---- Material provided

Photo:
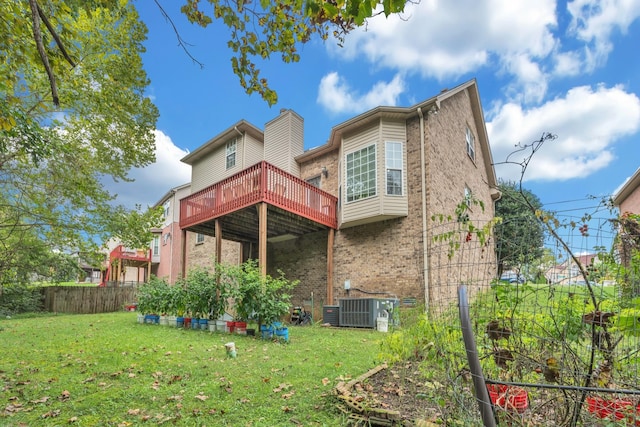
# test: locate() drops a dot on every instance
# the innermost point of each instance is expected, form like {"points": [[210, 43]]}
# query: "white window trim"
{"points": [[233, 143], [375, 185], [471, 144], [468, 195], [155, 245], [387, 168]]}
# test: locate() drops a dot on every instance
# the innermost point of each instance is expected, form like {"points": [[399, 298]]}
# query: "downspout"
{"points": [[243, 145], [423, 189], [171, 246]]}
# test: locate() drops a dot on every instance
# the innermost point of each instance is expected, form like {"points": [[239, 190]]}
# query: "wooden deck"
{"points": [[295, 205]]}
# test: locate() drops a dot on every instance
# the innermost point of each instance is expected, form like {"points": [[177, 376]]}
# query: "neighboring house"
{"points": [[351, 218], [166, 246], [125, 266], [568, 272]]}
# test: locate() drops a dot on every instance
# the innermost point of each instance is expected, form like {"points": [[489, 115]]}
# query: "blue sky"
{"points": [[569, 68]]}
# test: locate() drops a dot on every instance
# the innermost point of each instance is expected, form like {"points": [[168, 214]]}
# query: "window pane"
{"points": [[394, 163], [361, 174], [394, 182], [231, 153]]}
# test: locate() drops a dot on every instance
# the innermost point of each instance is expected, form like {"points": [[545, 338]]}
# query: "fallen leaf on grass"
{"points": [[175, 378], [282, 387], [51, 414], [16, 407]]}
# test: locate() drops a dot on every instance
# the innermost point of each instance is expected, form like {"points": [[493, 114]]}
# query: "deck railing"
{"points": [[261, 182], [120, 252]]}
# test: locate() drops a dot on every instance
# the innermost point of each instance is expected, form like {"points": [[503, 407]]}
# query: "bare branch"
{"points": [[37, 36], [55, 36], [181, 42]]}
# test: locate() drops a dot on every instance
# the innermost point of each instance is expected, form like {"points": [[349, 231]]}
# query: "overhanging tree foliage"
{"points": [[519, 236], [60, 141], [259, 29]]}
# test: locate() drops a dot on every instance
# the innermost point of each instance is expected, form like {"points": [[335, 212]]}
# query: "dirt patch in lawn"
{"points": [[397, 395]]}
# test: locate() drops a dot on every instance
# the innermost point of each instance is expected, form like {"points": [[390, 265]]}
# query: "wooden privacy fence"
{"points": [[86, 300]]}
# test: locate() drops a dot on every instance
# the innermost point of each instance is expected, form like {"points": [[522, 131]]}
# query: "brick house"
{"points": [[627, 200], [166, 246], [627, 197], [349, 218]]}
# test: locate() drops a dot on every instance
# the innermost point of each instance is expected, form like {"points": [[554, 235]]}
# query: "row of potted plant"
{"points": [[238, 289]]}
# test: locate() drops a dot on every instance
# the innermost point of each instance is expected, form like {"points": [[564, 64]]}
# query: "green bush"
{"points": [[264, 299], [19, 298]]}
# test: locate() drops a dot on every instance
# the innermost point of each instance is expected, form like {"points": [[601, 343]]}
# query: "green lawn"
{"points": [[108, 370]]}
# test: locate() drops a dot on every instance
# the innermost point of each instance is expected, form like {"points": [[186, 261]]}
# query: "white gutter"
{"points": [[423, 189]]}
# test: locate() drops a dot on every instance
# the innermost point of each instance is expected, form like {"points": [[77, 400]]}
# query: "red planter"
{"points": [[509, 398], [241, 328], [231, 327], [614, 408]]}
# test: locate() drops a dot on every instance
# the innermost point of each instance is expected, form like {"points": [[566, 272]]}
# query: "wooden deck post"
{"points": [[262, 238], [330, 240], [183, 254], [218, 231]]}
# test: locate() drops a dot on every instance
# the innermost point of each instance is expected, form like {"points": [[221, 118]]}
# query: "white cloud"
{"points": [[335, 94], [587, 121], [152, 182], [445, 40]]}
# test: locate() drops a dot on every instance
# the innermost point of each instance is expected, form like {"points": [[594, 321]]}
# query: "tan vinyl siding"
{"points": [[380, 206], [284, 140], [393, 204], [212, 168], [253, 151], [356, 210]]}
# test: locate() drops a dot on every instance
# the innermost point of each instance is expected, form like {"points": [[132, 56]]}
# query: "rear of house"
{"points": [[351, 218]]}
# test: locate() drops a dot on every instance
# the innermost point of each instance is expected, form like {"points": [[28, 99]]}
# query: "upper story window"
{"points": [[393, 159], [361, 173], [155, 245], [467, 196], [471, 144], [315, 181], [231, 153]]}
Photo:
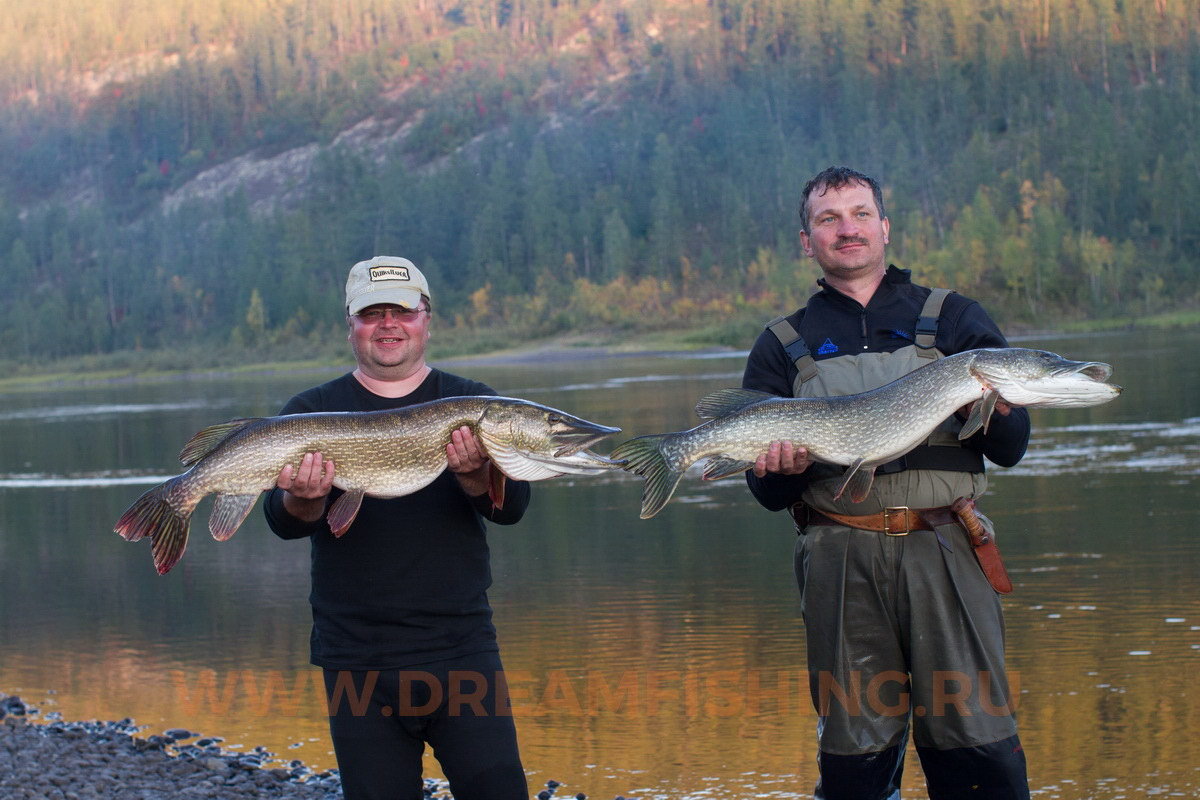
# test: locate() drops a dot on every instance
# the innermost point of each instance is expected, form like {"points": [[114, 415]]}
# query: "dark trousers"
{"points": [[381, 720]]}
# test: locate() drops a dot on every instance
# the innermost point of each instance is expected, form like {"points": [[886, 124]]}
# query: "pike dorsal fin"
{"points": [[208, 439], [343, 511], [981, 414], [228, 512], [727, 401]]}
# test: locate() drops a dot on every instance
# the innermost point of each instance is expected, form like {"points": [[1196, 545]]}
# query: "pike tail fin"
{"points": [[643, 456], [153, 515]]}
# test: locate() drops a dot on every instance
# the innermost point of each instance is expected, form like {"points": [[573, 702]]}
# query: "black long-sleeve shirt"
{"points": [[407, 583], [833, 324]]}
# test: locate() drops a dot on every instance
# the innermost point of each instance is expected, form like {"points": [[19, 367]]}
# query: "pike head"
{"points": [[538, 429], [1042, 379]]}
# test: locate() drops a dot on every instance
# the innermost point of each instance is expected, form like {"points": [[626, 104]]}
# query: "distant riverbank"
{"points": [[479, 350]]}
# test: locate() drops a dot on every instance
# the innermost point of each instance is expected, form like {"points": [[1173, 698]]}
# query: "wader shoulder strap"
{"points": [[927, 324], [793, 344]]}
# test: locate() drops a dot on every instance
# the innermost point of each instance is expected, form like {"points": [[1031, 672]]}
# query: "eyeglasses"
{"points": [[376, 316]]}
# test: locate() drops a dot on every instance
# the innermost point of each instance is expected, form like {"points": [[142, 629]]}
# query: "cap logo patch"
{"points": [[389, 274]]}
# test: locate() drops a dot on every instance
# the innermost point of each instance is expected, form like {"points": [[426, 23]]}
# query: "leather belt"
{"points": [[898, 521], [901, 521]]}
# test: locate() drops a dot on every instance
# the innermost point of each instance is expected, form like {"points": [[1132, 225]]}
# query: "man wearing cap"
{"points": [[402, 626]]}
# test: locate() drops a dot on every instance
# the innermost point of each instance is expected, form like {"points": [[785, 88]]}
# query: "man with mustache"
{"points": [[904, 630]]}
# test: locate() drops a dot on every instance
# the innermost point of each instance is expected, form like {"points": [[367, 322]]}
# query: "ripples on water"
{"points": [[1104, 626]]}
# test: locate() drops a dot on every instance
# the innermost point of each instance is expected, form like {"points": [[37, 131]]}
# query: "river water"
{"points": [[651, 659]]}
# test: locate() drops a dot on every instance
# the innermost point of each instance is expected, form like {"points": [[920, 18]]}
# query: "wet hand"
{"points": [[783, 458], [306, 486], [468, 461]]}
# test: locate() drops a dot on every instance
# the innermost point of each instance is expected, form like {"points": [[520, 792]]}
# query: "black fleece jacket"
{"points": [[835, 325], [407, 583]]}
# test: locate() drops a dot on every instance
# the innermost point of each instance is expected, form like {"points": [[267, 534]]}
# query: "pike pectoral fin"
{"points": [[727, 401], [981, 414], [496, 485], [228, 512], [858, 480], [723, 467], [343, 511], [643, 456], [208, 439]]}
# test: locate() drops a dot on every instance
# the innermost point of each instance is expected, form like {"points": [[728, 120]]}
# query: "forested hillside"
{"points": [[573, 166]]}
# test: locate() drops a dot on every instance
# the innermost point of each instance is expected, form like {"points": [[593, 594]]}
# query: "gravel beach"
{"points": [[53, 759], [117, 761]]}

--------

**Task to carry out:** A faithful copy of every record is required, with no pictures included.

**Solution for this problem:**
Photo:
# test: locate() drops a dot on every instance
# the innermost point of each instance is expected, form like {"points": [[210, 43]]}
# query: "white window trim"
{"points": [[233, 143], [375, 185], [471, 144], [468, 195], [155, 245], [387, 168]]}
# test: locate() drops a dot on every instance
# the innermost point of each instance is expected, form like {"points": [[399, 298]]}
# query: "downspout"
{"points": [[243, 145], [423, 189], [171, 246]]}
# test: locate() drops a dot on every instance
# the innermost point of each instance is expected, form like {"points": [[239, 190]]}
# query: "wooden deck"
{"points": [[295, 205]]}
# test: locate() drops a dot on every instance
# the innermost point of each instance is expected, form like {"points": [[177, 376]]}
# query: "neighboring house"
{"points": [[351, 218], [166, 246], [125, 266], [568, 272]]}
# test: locate() drops a dot on every instance
# the innermost point of each instance is expected, form like {"points": [[489, 115]]}
# query: "blue sky"
{"points": [[569, 68]]}
# test: locate() drops a dot on every instance
# the innermost point of each instance is expected, form like {"points": [[168, 214]]}
# query: "window pane"
{"points": [[394, 163], [361, 174], [394, 182], [231, 153]]}
# test: locate() drops a dot on every instance
# the innermost point of each instance is expected, form like {"points": [[545, 338]]}
# query: "fallen leaf on grass"
{"points": [[175, 378], [282, 387], [51, 414], [16, 407]]}
# test: locate() drops a dot on every instance
# the innermost point of each instance is expected, form like {"points": [[493, 114]]}
# query: "deck railing"
{"points": [[261, 182], [120, 252]]}
# test: locate() drops a dot on every instance
# the innermost point of each instance is expected, form like {"points": [[503, 407]]}
# query: "bare branch"
{"points": [[37, 36], [55, 36], [181, 42]]}
# test: locate() drops a dot on every instance
# the innermost point of each instance is expected, form like {"points": [[349, 231]]}
# query: "overhanging tree foliage"
{"points": [[519, 236], [60, 141], [259, 29]]}
# test: locate() drops a dot on every instance
# the innermost point of each instance is expected, form like {"points": [[335, 212]]}
# query: "dirt patch in lawn"
{"points": [[397, 395]]}
# test: locate() drops a dot on every instance
# the innermost point of each instance is expected, form like {"points": [[390, 265]]}
# query: "wooden privacy fence"
{"points": [[86, 300]]}
# test: locate() drops a dot on every instance
# the innermost point of each instance is expected, form like {"points": [[522, 131]]}
# query: "brick house"
{"points": [[627, 200], [166, 246], [627, 197], [349, 218]]}
# test: locate() drops a dot on every instance
# the innermost point of each instance is expected, form like {"points": [[554, 235]]}
# query: "row of potted plant"
{"points": [[238, 289]]}
# test: locate() drops a dot on every instance
# the innermost point of each instance is expected, form like {"points": [[564, 64]]}
# query: "green bush"
{"points": [[264, 299], [19, 298]]}
# test: locate() drops a dot on every instance
# the innermost point of each instance is expected, form like {"points": [[601, 343]]}
# query: "green lawn"
{"points": [[108, 370]]}
# test: locate() drops a dot on every instance
# the innermost point of each instance is expected, form like {"points": [[186, 261]]}
# query: "white gutter"
{"points": [[423, 189]]}
# test: locate() drops a dot on every instance
# the innermost point of each instance is expected, form like {"points": [[77, 400]]}
# query: "red planter"
{"points": [[509, 398], [241, 328], [231, 327], [614, 408]]}
# test: locate() drops a dot on every instance
# the innermost point of each instance is expected, form like {"points": [[566, 272]]}
# query: "wooden deck post"
{"points": [[262, 238], [330, 240], [183, 254], [218, 231]]}
# test: locate() drops a dot on every instance
# the innermost point of each instance is expected, form like {"points": [[221, 118]]}
# query: "white cloud"
{"points": [[335, 94], [587, 121], [152, 182], [445, 40]]}
# test: locate() drops a dot on every instance
# the innermost point of each instance is expected, form like {"points": [[594, 321]]}
# query: "tan vinyl siding"
{"points": [[380, 206], [284, 140], [393, 204], [212, 168], [253, 151], [356, 210]]}
# test: locate() drops a dot on every instance
# the innermost point of each instance is expected, form like {"points": [[132, 56]]}
# query: "rear of house"
{"points": [[351, 218]]}
# test: locate() drops a dot on every instance
# the innermost point of each instance is expected, form like {"points": [[28, 99]]}
# query: "upper story window"
{"points": [[393, 159], [361, 173], [155, 245], [467, 196], [471, 144], [315, 181], [231, 153]]}
Photo:
# test: locate() drops a dot on every instance
# the innermost point of each instance is expected, form like {"points": [[114, 415]]}
# query: "dark trousers"
{"points": [[381, 720]]}
# test: locate() drops a dot on every instance
# the innermost point of each instance is expected, form like {"points": [[886, 124]]}
# query: "pike dorsal fin"
{"points": [[208, 439], [343, 511], [981, 414], [228, 512], [727, 401]]}
# test: locate() drops a dot on every instance
# the innermost point of each instance is expected, form like {"points": [[1196, 545]]}
# query: "pike tail fin"
{"points": [[643, 456], [153, 515]]}
# test: locate() drops a dot on every instance
# the innermost point of each instance is expected, form like {"points": [[573, 702]]}
# query: "black long-sleeve shirt"
{"points": [[407, 583], [833, 324]]}
# test: locate() drops a dot on every instance
# the innermost point of each instance is expected, form like {"points": [[19, 367]]}
# query: "pike head"
{"points": [[538, 429], [1042, 379]]}
# test: locate() drops a dot on every instance
# the innermost point of each instance is expected, form like {"points": [[626, 104]]}
# query: "distant riverbank"
{"points": [[479, 350]]}
# test: locate() drops a dot on every instance
# the innermost point of each instance is expected, form like {"points": [[1173, 698]]}
# query: "wader shoulder strap"
{"points": [[927, 324], [793, 344]]}
# test: locate() drops a dot on every instance
# the innermost point of each instance is expected, form like {"points": [[1031, 672]]}
# query: "eyeglasses"
{"points": [[376, 316]]}
# test: locate() drops a dot on every instance
# the innermost point of each instance is expected, form like {"points": [[142, 629]]}
# query: "cap logo patch"
{"points": [[389, 274]]}
# test: locate() drops a dot on every instance
# the innermost point of each instance is expected, form like {"points": [[426, 23]]}
# query: "leather belt"
{"points": [[898, 521], [901, 521]]}
# test: locate() drops a dot on every instance
# the innermost point of each instance is expected, form like {"points": [[1132, 225]]}
# query: "man wearing cap"
{"points": [[402, 626]]}
# test: locate() drops a dot on every instance
# the innermost point of each instance is expected, form like {"points": [[785, 88]]}
# query: "man with mustache"
{"points": [[904, 630]]}
# test: locate() drops a dot on every instance
# the innermost point of each instance is expected, form like {"points": [[367, 322]]}
# query: "ripples on water"
{"points": [[1104, 626]]}
# test: locate() drops a dot on every instance
# the innermost point of each instance is expected, form like {"points": [[37, 131]]}
# query: "river water"
{"points": [[651, 659]]}
# test: locate() drops a dot on every instance
# the innermost point of each instance is expected, form like {"points": [[920, 18]]}
# query: "wet hand"
{"points": [[783, 458], [306, 486], [468, 461]]}
# test: locate() drops a dot on every instance
# the innermost point of each instance is expected, form like {"points": [[520, 792]]}
# query: "black fleece jacket"
{"points": [[835, 325], [407, 583]]}
# test: locate() drops a dot on every instance
# the innermost point of each instance is expected, form like {"points": [[267, 534]]}
# query: "pike pectoral fin"
{"points": [[727, 401], [981, 414], [496, 485], [228, 512], [858, 480], [723, 467], [343, 511], [643, 456], [208, 439]]}
# test: locate() drops a dot on every instance
# the innermost point of each instance is expected, form like {"points": [[728, 120]]}
# query: "forested hillside"
{"points": [[573, 166]]}
# test: locate() drops a dot on every instance
# the innermost point of each instance is expected, form like {"points": [[593, 594]]}
# query: "gravel beach"
{"points": [[53, 759], [117, 761]]}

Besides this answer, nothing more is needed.